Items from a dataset
· · · ·

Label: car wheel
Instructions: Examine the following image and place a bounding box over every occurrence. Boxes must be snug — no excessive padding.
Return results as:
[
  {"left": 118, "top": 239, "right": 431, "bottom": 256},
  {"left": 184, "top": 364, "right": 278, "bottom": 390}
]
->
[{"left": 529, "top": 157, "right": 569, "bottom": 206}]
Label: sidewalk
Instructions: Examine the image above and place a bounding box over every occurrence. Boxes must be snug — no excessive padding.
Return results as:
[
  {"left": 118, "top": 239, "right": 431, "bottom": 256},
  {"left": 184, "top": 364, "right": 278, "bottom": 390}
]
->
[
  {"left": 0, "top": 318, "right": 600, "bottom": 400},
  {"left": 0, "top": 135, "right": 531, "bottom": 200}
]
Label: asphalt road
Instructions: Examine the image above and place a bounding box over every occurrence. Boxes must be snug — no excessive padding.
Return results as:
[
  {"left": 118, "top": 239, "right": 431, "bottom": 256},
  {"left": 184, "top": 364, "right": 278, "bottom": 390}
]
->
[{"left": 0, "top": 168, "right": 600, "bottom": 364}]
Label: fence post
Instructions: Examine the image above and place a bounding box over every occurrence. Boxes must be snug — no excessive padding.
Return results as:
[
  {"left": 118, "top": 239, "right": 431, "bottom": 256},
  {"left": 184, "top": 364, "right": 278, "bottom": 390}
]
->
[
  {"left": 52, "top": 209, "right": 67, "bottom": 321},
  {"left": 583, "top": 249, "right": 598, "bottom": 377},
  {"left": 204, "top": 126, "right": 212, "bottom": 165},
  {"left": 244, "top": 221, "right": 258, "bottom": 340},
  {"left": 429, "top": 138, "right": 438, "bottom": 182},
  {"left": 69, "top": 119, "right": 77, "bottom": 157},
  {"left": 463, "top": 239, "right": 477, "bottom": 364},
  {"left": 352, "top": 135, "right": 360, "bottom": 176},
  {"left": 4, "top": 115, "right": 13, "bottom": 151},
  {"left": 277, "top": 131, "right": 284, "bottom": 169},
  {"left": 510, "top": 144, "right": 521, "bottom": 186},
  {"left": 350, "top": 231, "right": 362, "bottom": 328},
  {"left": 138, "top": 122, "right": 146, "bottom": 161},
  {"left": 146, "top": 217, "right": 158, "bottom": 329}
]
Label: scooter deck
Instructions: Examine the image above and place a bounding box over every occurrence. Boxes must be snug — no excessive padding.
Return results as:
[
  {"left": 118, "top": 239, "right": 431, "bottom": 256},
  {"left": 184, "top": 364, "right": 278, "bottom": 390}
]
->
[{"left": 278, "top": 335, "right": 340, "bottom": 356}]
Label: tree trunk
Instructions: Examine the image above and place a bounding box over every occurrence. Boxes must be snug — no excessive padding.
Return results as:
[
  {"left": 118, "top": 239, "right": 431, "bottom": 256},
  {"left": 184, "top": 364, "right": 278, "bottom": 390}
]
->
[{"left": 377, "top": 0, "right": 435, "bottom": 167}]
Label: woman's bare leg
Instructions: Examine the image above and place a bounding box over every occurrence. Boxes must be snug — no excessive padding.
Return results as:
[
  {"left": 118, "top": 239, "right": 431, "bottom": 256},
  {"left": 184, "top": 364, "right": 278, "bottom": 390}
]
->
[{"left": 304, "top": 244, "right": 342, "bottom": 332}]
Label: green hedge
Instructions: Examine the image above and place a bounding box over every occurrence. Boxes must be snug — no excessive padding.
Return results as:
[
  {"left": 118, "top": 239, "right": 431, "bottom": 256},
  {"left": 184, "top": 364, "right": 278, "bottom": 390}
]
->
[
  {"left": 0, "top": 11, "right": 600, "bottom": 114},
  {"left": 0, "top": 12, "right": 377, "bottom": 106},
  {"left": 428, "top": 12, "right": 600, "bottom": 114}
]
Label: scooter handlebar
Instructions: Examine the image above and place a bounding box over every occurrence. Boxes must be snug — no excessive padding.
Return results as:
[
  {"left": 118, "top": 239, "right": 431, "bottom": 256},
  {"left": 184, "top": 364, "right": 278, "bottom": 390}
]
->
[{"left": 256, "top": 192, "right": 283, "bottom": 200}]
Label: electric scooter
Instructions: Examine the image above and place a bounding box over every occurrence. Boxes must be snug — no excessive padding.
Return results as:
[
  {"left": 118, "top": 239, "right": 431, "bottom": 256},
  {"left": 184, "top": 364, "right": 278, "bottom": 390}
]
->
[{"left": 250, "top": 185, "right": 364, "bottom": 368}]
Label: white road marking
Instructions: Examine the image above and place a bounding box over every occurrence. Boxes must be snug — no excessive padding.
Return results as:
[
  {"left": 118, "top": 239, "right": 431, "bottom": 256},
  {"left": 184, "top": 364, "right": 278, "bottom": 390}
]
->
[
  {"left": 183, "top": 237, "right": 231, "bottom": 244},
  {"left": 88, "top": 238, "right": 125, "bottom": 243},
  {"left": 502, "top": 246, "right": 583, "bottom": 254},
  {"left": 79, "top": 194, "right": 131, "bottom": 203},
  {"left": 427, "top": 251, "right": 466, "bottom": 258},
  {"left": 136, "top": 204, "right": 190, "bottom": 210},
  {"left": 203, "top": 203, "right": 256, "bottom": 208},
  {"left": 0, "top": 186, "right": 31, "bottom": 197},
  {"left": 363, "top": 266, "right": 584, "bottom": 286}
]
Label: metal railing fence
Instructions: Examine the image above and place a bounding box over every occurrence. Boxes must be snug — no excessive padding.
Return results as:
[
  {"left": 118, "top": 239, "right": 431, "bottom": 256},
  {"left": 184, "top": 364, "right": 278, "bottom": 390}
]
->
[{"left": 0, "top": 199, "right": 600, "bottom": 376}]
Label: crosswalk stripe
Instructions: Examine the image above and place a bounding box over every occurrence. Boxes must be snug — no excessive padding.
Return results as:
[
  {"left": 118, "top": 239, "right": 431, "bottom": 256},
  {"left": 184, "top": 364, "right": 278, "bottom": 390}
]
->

· · · ·

SHORT PROBLEM:
Restate the data above word for word, please.

SOLUTION BELOW:
Label: car wheel
Instructions: Examine the following image and place a bounding box over every occurrence. Boxes must be snug — no excessive padding.
Return results as:
[
  {"left": 118, "top": 239, "right": 431, "bottom": 256},
  {"left": 184, "top": 364, "right": 278, "bottom": 390}
]
->
[{"left": 529, "top": 157, "right": 569, "bottom": 206}]
Label: sidewalk
Instructions: Examine the image above and place a bounding box over every occurrence. Boxes must be snug — no excessive padding.
Return results as:
[
  {"left": 118, "top": 239, "right": 431, "bottom": 256},
  {"left": 184, "top": 364, "right": 278, "bottom": 390}
]
->
[
  {"left": 0, "top": 318, "right": 600, "bottom": 400},
  {"left": 0, "top": 135, "right": 531, "bottom": 200}
]
Label: asphalt road
Instructions: Examine the image above and place a bounding box over every occurrence. Boxes must be snug — no excessive padding.
Return results as:
[
  {"left": 118, "top": 239, "right": 431, "bottom": 256},
  {"left": 184, "top": 364, "right": 278, "bottom": 390}
]
->
[{"left": 0, "top": 168, "right": 600, "bottom": 364}]
Label: fence post
Instructions: Examine the image above and place a bounding box over every occurrence. Boxes must be snug — no excessive padding.
Return results as:
[
  {"left": 118, "top": 239, "right": 431, "bottom": 256},
  {"left": 184, "top": 364, "right": 278, "bottom": 390}
]
->
[
  {"left": 52, "top": 209, "right": 67, "bottom": 321},
  {"left": 583, "top": 249, "right": 598, "bottom": 377},
  {"left": 204, "top": 126, "right": 212, "bottom": 165},
  {"left": 244, "top": 221, "right": 258, "bottom": 340},
  {"left": 429, "top": 138, "right": 438, "bottom": 182},
  {"left": 69, "top": 119, "right": 77, "bottom": 157},
  {"left": 463, "top": 239, "right": 477, "bottom": 364},
  {"left": 352, "top": 135, "right": 360, "bottom": 176},
  {"left": 4, "top": 115, "right": 13, "bottom": 151},
  {"left": 277, "top": 131, "right": 284, "bottom": 169},
  {"left": 510, "top": 144, "right": 521, "bottom": 186},
  {"left": 350, "top": 231, "right": 362, "bottom": 328},
  {"left": 138, "top": 122, "right": 146, "bottom": 161},
  {"left": 146, "top": 217, "right": 158, "bottom": 329}
]
Label: scooter deck
Instructions: Examine the image above and place a bounding box over every occurrence. Boxes must be snug — no excessive padding.
Return results as:
[
  {"left": 118, "top": 239, "right": 431, "bottom": 256},
  {"left": 184, "top": 364, "right": 278, "bottom": 390}
]
->
[{"left": 278, "top": 335, "right": 340, "bottom": 356}]
Label: tree trunk
Instructions: Examine the image above and place a bounding box over every occurrence. Boxes must be snug — no excessive padding.
Return results as:
[
  {"left": 118, "top": 239, "right": 431, "bottom": 256},
  {"left": 184, "top": 364, "right": 278, "bottom": 390}
]
->
[{"left": 377, "top": 0, "right": 435, "bottom": 167}]
Label: woman's bare leg
Instructions: Examine the image above and place a bounding box over every occurrence. Boxes must be snug — no excessive padding.
Return results as:
[
  {"left": 118, "top": 239, "right": 431, "bottom": 256},
  {"left": 184, "top": 364, "right": 278, "bottom": 390}
]
->
[{"left": 304, "top": 244, "right": 342, "bottom": 332}]
Label: green hedge
Instructions: Examine the image above and place a bounding box over every occurrence. Boxes must be snug — no excessive padding.
Return results as:
[
  {"left": 118, "top": 239, "right": 431, "bottom": 256},
  {"left": 184, "top": 364, "right": 278, "bottom": 390}
]
->
[
  {"left": 0, "top": 11, "right": 600, "bottom": 114},
  {"left": 0, "top": 12, "right": 377, "bottom": 106},
  {"left": 428, "top": 12, "right": 600, "bottom": 114}
]
Label: scooter handlebar
Instructions: Examine the image above and place a bounding box over every occurrence. Boxes must be snug — no excessive padding.
Return results as:
[
  {"left": 118, "top": 239, "right": 431, "bottom": 256},
  {"left": 184, "top": 364, "right": 278, "bottom": 390}
]
->
[{"left": 256, "top": 192, "right": 283, "bottom": 200}]
Label: electric scooter
Instructions: Examine the image above and place a bounding box over every occurrence. Boxes must be snug — no excessive padding.
Return results as:
[
  {"left": 118, "top": 239, "right": 431, "bottom": 256},
  {"left": 184, "top": 364, "right": 278, "bottom": 390}
]
->
[{"left": 250, "top": 185, "right": 364, "bottom": 368}]
Label: white road marking
Instructions: Examine the image above and place a bounding box over every occurrence. Boxes must be snug — no excessive padding.
Return results as:
[
  {"left": 118, "top": 239, "right": 431, "bottom": 256},
  {"left": 184, "top": 364, "right": 278, "bottom": 390}
]
->
[
  {"left": 183, "top": 237, "right": 231, "bottom": 244},
  {"left": 88, "top": 238, "right": 125, "bottom": 243},
  {"left": 502, "top": 246, "right": 583, "bottom": 254},
  {"left": 79, "top": 194, "right": 131, "bottom": 203},
  {"left": 427, "top": 251, "right": 466, "bottom": 258},
  {"left": 136, "top": 204, "right": 190, "bottom": 210},
  {"left": 203, "top": 203, "right": 256, "bottom": 208},
  {"left": 0, "top": 186, "right": 31, "bottom": 197},
  {"left": 363, "top": 266, "right": 584, "bottom": 286}
]
Label: metal railing fence
Instructions: Examine the image above and place a bounding box over every occurrence. Boxes must be snug — no excessive padding.
Return results as:
[
  {"left": 118, "top": 239, "right": 431, "bottom": 256},
  {"left": 184, "top": 364, "right": 278, "bottom": 390}
]
->
[{"left": 0, "top": 199, "right": 600, "bottom": 376}]
Label: crosswalk stripe
Instructions: Examine the image above and place a bounding box over every occurrence. Boxes must be snug — no excessive padding.
Return results as:
[
  {"left": 118, "top": 239, "right": 431, "bottom": 256},
  {"left": 184, "top": 364, "right": 278, "bottom": 390}
]
->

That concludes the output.